ARBEITSAUFTRAG
Suchen Sie in der folgenden Auflistung jede Zeile, die das Wort „distant“ enthält, und schreiben Sie diese Zeilen unverändert ab.

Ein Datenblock
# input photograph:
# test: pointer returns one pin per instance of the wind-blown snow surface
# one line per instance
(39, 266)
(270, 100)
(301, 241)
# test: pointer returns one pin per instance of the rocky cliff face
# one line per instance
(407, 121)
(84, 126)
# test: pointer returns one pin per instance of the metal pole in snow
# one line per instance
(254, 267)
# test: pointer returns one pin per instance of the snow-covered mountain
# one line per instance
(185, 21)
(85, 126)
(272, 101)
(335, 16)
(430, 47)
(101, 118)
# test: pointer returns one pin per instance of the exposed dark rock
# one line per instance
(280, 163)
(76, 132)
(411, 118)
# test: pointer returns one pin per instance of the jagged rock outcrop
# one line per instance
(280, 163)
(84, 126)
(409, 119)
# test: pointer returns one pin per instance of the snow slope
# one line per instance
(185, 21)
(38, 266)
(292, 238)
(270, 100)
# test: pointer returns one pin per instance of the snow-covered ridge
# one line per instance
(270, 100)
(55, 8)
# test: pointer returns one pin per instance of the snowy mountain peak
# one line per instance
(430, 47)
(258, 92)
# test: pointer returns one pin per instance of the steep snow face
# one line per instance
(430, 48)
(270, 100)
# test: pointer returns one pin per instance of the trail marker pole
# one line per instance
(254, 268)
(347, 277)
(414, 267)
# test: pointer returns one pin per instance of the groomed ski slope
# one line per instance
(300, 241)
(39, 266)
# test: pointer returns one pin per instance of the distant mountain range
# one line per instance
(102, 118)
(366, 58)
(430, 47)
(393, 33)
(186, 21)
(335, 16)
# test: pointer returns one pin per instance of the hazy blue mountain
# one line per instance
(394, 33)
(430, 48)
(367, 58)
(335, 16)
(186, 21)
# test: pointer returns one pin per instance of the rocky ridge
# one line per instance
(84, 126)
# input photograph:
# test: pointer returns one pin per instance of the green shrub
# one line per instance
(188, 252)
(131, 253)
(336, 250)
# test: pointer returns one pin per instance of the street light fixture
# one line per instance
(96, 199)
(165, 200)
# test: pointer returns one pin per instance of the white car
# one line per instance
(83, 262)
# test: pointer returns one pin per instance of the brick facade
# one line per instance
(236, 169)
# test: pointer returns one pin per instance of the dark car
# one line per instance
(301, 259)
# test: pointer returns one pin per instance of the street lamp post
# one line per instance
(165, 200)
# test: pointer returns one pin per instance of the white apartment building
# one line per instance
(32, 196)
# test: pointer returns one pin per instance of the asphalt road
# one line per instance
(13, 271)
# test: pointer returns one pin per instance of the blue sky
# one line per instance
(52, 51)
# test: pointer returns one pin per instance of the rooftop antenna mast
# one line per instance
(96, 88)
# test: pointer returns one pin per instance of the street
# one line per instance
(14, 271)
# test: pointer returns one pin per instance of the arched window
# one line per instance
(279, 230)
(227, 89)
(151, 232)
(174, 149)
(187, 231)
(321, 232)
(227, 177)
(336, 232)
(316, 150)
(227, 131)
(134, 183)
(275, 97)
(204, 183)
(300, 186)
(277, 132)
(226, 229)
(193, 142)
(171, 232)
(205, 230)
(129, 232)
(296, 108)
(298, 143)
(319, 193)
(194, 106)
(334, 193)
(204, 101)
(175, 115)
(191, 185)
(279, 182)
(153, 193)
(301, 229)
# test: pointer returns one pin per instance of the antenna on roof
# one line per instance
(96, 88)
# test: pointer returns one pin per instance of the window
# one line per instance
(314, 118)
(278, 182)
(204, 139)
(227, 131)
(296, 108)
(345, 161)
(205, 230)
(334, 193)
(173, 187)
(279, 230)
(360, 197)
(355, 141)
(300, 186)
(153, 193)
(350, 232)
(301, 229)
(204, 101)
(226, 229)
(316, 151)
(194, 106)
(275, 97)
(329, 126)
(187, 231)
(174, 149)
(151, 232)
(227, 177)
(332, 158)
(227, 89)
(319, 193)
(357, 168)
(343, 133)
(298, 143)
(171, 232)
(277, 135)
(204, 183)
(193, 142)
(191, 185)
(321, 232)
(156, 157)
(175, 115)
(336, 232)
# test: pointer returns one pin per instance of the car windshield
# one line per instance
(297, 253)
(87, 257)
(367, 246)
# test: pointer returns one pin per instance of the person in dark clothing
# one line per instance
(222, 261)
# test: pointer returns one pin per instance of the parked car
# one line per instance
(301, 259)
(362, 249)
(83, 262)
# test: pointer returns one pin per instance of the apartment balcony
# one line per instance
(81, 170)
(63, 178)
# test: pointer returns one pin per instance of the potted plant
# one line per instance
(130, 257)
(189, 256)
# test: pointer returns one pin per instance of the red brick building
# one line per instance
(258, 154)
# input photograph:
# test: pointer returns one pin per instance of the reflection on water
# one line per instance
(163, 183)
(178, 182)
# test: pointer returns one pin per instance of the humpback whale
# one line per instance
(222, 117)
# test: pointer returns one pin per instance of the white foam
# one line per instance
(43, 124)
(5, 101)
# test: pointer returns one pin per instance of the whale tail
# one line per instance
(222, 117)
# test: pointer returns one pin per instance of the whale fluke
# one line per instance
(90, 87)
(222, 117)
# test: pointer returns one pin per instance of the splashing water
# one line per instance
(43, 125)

---

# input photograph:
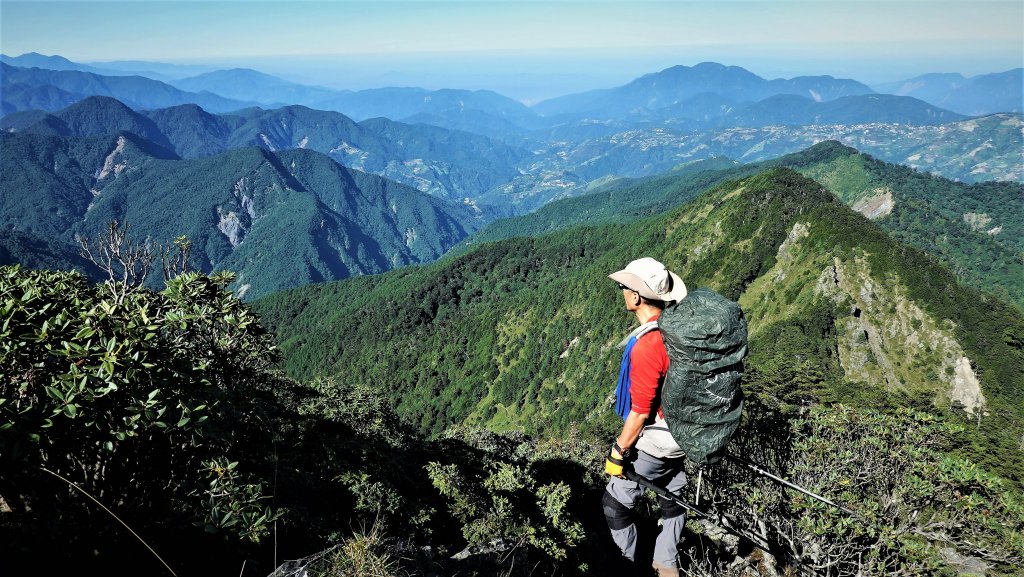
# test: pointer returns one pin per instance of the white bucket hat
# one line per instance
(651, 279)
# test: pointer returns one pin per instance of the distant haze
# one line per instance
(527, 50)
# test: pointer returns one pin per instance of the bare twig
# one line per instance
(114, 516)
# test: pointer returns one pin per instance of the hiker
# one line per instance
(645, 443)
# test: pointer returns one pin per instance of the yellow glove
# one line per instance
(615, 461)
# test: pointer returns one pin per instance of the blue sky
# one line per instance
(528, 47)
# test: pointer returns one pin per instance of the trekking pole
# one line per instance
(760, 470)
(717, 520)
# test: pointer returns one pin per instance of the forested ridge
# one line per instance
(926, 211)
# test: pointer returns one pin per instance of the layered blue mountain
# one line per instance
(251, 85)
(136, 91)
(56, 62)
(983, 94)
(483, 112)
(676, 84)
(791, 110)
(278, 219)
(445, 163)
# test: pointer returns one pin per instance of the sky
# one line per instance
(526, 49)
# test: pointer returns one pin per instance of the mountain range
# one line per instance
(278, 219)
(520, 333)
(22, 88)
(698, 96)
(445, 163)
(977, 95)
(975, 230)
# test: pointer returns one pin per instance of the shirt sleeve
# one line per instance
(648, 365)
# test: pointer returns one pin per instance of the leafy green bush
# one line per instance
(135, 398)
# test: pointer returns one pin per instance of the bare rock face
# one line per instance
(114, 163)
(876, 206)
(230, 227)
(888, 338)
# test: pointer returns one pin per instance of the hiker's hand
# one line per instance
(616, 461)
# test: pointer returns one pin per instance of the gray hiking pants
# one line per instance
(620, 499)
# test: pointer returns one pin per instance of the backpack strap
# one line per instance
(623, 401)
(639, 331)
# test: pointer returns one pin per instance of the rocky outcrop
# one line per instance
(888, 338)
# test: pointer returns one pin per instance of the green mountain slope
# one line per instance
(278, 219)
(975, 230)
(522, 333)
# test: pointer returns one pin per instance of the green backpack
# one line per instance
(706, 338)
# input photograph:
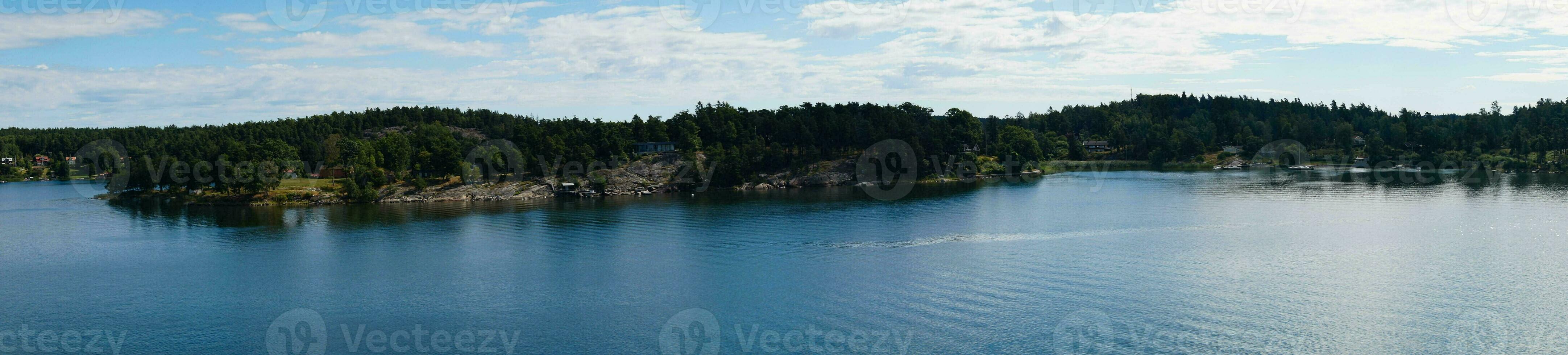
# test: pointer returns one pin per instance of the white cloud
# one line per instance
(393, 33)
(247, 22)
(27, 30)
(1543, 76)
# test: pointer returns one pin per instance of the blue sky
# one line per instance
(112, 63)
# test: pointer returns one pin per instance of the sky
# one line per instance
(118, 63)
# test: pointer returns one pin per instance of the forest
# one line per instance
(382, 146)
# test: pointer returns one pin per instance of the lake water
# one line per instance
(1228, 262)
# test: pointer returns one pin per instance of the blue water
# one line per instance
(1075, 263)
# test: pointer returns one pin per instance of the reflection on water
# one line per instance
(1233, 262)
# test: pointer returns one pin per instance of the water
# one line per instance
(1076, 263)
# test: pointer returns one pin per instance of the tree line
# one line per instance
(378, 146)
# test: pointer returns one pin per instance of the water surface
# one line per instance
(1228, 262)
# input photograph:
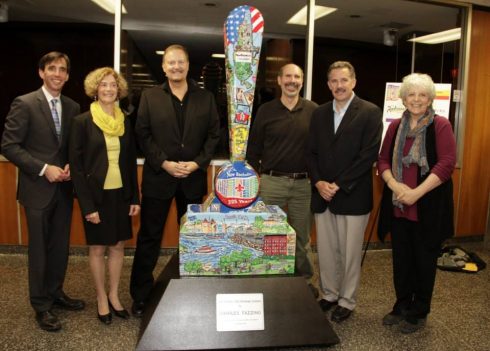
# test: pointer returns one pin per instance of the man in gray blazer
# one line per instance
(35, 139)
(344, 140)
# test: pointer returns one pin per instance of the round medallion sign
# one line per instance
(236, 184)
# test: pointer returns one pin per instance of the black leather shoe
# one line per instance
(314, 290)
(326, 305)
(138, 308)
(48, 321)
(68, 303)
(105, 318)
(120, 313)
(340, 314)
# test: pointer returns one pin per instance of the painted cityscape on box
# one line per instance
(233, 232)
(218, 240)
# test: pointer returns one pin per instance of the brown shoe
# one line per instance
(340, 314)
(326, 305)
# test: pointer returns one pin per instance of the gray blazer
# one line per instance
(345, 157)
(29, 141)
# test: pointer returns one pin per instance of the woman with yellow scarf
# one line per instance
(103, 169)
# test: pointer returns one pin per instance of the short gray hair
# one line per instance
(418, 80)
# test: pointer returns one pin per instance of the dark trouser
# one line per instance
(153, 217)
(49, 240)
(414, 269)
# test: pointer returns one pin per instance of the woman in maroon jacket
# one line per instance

LÖSUNG
# test: pointer returns one pin per instance of the distant mountain range
# test: pointer returns one pin per instance of the distant haze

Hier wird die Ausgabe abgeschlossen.